**Aufgaben**
**1.** Prüfe, ob die folgenden Aussagen mit der Forumsdiskussion über das Brassenangeln übereinstimmen, und belege jede Antwort (Ja oder Nein) mit den entscheidenden Worten des Textes als wörtliches Zitat.
(a) Borstel01 nennt Mais, Maden oder Wurm als Köder.
(b) fishcatcher99 verwendet bei Wind eine 0.22er Mono.
(c) Die Feederrute von fishcatcher99 ist 3.60 lang.
**2.** Welche Schlagschnur verwendet fishcatcher99 laut der Forumsdiskussion über das Brassenangeln immer, ob mit Geflochtener oder Mono?
**3.** Setze die Forumsdiskussion über das Brassenangeln im Anschluss an ihren letzten Satz fort.

# Brassen fangen



## Stinte (20. September 2009)

Hallo allezusammen,
wie fangt ihr Brassen in Baggerseen und welches Futter nehmt ihr(keine Boilies oder pellets usw.)


MFG Stinte


----------



## Borstel01 (20. September 2009)

*AW: Brassen fangen*



Stinte schrieb:


> Hallo allezusammen,
> wie fangt ihr Brassen in Baggerseen und welches Futter nehmt ihr(keine Boilies oder pellets usw.)
> 
> 
> MFG Stinte


 


Ganz einfach Mais, Maden oder Wurm an den Haken und los gehts


----------



## fishcatcher99 (20. September 2009)

*AW: Brassen fangen*

Hi,
Ich angele gerne mit ner Feederrute,da machen die Drills der "Klodeckel " richtig Laune!
Also ich benutze eine 3.60 lange Feederrute mit leichter Spitze,
Eine kleine Rolle (mit gefedertem Schnurclip) das ist wichtig , denn durch den Schnurclip trifft man den Futter platz genauer!
Als Schnur nehme ich im Normalfall eine 0.22 er Mono, wenn es aber windig ist benutze ich ne 6 er Geflochtene ,dan sieht man die Zupferbisse besser! Ob Geflochtene oder Mono,ich benutze immer eine 0.25er Schlagschnur das ist besonders wenn ich richtig auf Distanz Angeln muss von Vorteil denn sonst würde bei dem hohen Anfangsdruck des Futterkorbes auf die Schnur,diese sofort reisssen! Die Montage ist einfach: Anti - Tangle Boom, Perle, Wirbel , Vorfach (0,20-0,16er Mono mit 8-14er Haken)
Den Futterkorb wäle ich immer vom gewicht her passend der zu werfenden Distanz! Die Grösse ist zu Anfang beim Anlegen des Futterplatzes ehr gross,beim Angeln dann klein!

**Erfasste Daten**
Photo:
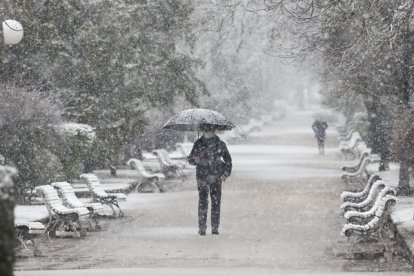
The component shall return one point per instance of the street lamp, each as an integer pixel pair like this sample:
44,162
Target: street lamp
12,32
...
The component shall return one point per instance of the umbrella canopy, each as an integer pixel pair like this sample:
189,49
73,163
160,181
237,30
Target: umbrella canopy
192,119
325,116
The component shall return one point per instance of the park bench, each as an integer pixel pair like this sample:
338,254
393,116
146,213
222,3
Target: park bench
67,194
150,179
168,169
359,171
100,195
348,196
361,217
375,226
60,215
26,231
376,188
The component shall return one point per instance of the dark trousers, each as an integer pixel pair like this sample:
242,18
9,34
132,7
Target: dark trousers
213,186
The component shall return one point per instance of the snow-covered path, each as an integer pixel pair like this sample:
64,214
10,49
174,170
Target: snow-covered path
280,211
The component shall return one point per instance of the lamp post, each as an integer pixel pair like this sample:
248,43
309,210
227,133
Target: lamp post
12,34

**Lösungen**
**1.**
(a) Ja: „Ganz einfach Mais, Maden oder Wurm an den Haken und los gehts“
(b) Nein: „wenn es aber windig ist benutze ich ne 6 er Geflochtene“
(c) Ja: „Also ich benutze eine 3.60 lange Feederrute mit leichter Spitze“

**2.** Eine 0.25er Schlagschnur.

**3.**
Das Futter kaufe ich Fertig,das beste ist meier meinung nach das Top Secret  Knoblauchfutter,denn das lockt keine Rotaugen auf den Futterplatz! Als Köder nehme ich Pelletz , Mais,Made,Dendrobena/Mistwurm , Pinckies oder Teig!
So ich hoffe das hilft dir weiter! Einen guten fang wuenscht
fishcatcher99:vik:


----------



## Borstel01 (20. September 2009)

*AW: Brassen fangen*

????? was sind denn Pinckies???   |kopfkrat


----------



## Friedfisch-Spezi (20. September 2009)

*AW: Brassen fangen*

Probier auf jeden fall Mistwürmer, die kleinen stinker aus dem komposter sind echt gut!


----------



## RheinBarbe (20. September 2009)

*AW: Brassen fangen*



Borstel01 schrieb:


> ????? was sind denn Pinckies???   |kopfkrat


Kleine rosa Mädchen!


----------



## Matt Hayes (20. September 2009)

*AW: Brassen fangen*

Hi,

an Baggerseen angle ich gerne einige Meter vor dem Steg,bzw. Schilf mit einem Waggler.
Es haält sich auch etwas einfacher als mit dem Futterkorb.
Anfüttern ist aber trotzdem wichtig.
Als Köder benutze ich meistens Mais oder Maden, Mais filtert größere Brassen noch etwas heraus.
Zum Futter würde ich auf jeden Fall noch Mais,Maden und Würmer hinzugeben um die Brassen auf den Köder "einzustellen".

MfG


----------



## Stinte (20. September 2009)

*AW: Brassen fangen*

Hallo allezusammen,
welches Futter könnt ihr mir für große Rotaugen und Brassen empfehlen und auf welcher tiefe würdet ihr angeln(Der see ist 17m tief)??ß

p.s Danke für die Antworten:q:q:m:m|laola:

MFG Stinte


----------



## pfuitoifel (20. September 2009)

*AW: Brassen fangen*

Bei Brachsen immer auf Grund,wie hier schon erwähnt am besten mit Futterkorb.Bei einer Tiefe von 17m würde ich nicht mehr mit nem Schwimmer angeln.Ich habe beste erfahrungen mit einem Fertigfutter gemacht.Ist keine Marke,aber superfrisch und fängig,und unglaublich preiswert.Ich bestelle das im bunten 3-2-1-Kaufhaus bei "katisfunshop1".Kostet nichtmal 1,-Euro pro Kilo inkl. Versand.
In dieses Futter noch etwas Flüssiglockstoff und ne Hand voll Maden oder Mais,Maden oder Mais an den Haken und du wirst Klodeckel fangen.


----------



## fishcatcher99 (20. September 2009)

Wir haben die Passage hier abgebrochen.